Assignment. What you return must match the records below exactly, apart from the omitted pictures.

Provided information.
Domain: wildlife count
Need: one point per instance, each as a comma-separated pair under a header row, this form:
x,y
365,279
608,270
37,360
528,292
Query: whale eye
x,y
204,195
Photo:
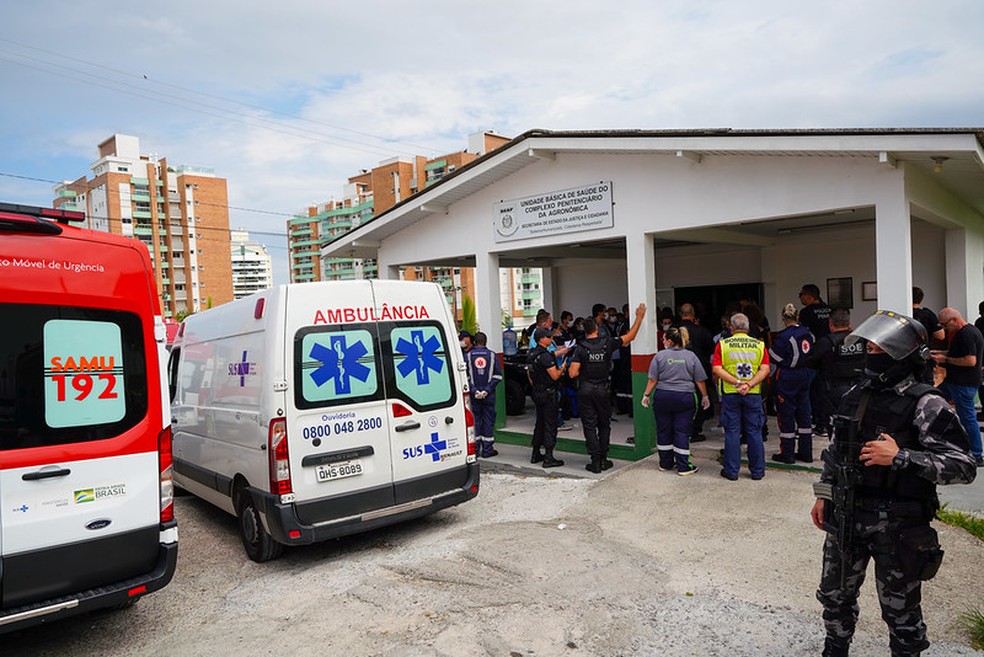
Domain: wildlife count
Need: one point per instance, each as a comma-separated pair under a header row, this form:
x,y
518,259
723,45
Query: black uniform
x,y
893,509
594,356
839,366
702,344
544,396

Expected answer.
Domain: wildlife count
Need: one point per instance, each as a comma-separated pair under a header row, this form:
x,y
365,279
608,270
37,360
528,292
Query: whale eye
x,y
204,195
Photo:
Domain: wildlife count
Need: one point per instance, each as a comma-separated pair under a header row, this form:
x,y
518,259
723,45
Query: black uniform
x,y
893,509
594,356
839,366
702,344
544,396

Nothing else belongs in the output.